** start PASSAGE SHOWN **

The Evansville Race Riot occurred in July 1903 in Evansville, Indiana and was the worst riot in the city's history. The riots occurred after a black man shot and killed a white policeman and ultimately resulted in 12 deaths.

On July 3, an African-American man named Lee Brown, aka Robert Lee, had a dispute with another African-American man, Tom Berry, at a bar and attempted to return to the bar with a gun but was stopped by Louis N. Massey, the most senior policeman on the force. Massey attempted to arrest Brown but Brown shot and fatally wounded Massey, however Massey was able to fire back before dying, wounding Brown who eventually succumbed to injuries as well on July 31. A mob of several thousand citizens (mostly all white) formed outside the Vanderburgh County Jail on July 6 and attempted to storm the jail with the intention of lynching Brown and 16 other black inmates. Around 200 militiamen then opened fire on the mob, killing and injuring several rioters. The crowd then began looting hardware stores of weapons and stormed into black neighborhoods in an attempt to expel black people from Evansville. The rioting continued until July 10 and a total of 12 people died during the riot, with more than 40 others seriously wounded and about 2,000 of Evansville's 8,000 black residents fleeing the city.
It is unclear as to whether the mob or the militia were to blame for the deaths. Several accounts describe the escalation as coming to a head after a rock was thrown by someone in the crowd, at the militia, who in turn fired warning shots which caused chaos.
 
Excerpt - "Two more deaths added to the list. Frank Lamble and Charles Taylor pass away last night - first funeral held today. Two more deaths were added to the list of fatalities resulting from the shooting of Monday night, last evening Frank Lamble and Charles Taylor, passing away from the effect of the wounds received. This makes a total of nine deaths so far, and the list will most likely swell to ten. FRANK LAMBLE - The death of Lamble took place last evening about 5 o'clock at the Gilbert Sanitarium where he had been since the shooting. His death was caused by the bullet wound which struck him in the chin and ranged downward... He was unconscious from the first and never recovered sufficiently to talk of the occurrence or to give any information of how he was shot...."

** end PASSAGE SHOWN **
** start STORED DATA **

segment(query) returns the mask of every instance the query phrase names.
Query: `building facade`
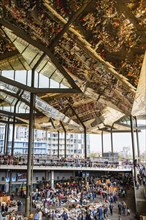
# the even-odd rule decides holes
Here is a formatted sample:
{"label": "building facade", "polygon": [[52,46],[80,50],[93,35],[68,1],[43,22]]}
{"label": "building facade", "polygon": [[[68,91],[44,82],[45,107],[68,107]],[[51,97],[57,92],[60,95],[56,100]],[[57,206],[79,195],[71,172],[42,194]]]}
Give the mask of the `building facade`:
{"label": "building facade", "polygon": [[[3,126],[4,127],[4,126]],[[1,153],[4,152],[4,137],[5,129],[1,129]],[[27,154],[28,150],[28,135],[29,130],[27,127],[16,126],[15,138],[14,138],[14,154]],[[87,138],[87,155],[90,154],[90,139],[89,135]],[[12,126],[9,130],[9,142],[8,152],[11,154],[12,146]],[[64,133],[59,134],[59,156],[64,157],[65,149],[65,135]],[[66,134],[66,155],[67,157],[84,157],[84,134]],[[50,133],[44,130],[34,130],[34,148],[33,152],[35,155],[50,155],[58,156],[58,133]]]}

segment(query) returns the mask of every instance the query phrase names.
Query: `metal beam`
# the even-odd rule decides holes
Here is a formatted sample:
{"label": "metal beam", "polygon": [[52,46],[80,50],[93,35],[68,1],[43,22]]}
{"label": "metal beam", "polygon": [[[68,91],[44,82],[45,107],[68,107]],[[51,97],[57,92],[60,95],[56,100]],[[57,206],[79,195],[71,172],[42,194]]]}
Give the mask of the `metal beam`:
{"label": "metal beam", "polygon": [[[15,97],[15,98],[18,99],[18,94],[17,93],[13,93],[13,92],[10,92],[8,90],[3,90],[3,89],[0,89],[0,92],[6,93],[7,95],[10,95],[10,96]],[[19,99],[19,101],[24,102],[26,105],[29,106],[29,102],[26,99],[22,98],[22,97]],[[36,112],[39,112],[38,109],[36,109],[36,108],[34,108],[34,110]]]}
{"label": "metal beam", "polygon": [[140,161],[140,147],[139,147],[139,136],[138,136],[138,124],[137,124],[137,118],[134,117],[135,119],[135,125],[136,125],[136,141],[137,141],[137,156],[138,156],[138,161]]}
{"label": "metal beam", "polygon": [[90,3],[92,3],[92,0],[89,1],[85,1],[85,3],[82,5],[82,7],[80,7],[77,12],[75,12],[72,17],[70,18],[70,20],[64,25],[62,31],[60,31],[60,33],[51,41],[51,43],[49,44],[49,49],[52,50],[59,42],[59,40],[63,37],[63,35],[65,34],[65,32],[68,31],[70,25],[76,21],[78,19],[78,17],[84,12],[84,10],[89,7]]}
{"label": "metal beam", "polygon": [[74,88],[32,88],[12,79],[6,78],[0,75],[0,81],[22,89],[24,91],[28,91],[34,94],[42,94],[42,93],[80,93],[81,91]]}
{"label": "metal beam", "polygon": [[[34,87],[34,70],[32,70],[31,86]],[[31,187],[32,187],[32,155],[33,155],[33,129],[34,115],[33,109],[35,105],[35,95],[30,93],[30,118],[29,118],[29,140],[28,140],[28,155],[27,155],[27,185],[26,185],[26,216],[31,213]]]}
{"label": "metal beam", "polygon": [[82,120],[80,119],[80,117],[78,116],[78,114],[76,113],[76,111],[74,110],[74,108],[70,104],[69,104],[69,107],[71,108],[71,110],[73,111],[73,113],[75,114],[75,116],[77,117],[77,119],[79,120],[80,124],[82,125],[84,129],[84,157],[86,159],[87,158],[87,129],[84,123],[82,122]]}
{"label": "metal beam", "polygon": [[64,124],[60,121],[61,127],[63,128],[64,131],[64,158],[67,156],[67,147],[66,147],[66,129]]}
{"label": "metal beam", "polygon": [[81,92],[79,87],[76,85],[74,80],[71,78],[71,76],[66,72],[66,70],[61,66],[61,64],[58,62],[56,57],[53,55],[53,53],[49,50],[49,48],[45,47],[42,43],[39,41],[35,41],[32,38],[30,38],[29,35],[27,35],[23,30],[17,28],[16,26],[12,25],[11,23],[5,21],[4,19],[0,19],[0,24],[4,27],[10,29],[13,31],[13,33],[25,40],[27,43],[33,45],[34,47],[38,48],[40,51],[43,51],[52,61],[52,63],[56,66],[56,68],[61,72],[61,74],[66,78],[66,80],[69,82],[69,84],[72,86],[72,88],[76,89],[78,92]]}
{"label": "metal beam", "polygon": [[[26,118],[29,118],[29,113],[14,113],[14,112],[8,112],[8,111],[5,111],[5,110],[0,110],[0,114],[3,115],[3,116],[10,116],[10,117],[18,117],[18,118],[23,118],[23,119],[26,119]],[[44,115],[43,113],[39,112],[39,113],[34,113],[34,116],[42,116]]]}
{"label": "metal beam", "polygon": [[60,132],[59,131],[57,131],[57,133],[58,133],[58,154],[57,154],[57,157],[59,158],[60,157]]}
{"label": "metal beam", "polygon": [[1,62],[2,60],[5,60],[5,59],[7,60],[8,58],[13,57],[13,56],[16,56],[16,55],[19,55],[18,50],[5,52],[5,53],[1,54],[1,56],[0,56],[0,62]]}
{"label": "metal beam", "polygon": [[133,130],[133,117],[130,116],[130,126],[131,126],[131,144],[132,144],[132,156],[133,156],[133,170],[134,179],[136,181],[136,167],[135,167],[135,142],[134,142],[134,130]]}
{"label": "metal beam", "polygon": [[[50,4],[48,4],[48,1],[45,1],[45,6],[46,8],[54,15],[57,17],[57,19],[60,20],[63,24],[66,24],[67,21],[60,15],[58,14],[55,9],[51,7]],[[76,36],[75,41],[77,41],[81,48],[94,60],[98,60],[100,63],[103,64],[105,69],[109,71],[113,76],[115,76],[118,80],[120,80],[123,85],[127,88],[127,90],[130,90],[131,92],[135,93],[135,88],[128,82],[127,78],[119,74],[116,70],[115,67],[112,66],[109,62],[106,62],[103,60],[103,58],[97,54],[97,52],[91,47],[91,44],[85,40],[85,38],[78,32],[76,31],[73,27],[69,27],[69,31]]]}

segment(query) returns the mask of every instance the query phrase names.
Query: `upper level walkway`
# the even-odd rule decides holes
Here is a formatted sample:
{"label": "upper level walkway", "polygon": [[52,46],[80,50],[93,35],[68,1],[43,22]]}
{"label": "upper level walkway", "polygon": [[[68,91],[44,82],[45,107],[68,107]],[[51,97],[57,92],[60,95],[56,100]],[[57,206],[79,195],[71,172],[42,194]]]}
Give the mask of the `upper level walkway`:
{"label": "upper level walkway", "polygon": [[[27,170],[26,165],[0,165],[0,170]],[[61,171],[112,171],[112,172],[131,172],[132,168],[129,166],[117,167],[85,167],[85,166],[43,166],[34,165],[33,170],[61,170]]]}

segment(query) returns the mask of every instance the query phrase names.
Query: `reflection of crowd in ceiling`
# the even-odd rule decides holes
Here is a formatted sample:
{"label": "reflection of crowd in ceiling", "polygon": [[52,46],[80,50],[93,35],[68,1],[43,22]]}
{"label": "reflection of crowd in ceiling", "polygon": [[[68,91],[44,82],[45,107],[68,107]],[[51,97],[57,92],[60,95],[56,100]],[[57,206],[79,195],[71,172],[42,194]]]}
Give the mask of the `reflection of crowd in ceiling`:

** end STORED DATA **

## SET OF TASKS
1. From the Evansville riot passage, transcribe the text starting with "The Evansville Race" and going on through "in 12 deaths.".
2. List every specific day in July that the Evansville riot passage gives as a date.

## FULL ANSWERS
1.
The Evansville Race Riot occurred in July 1903 in Evansville, Indiana and was the worst riot in the city's history. The riots occurred after a black man shot and killed a white policeman and ultimately resulted in 12 deaths.

2.
July 3
July 31
July 6
July 10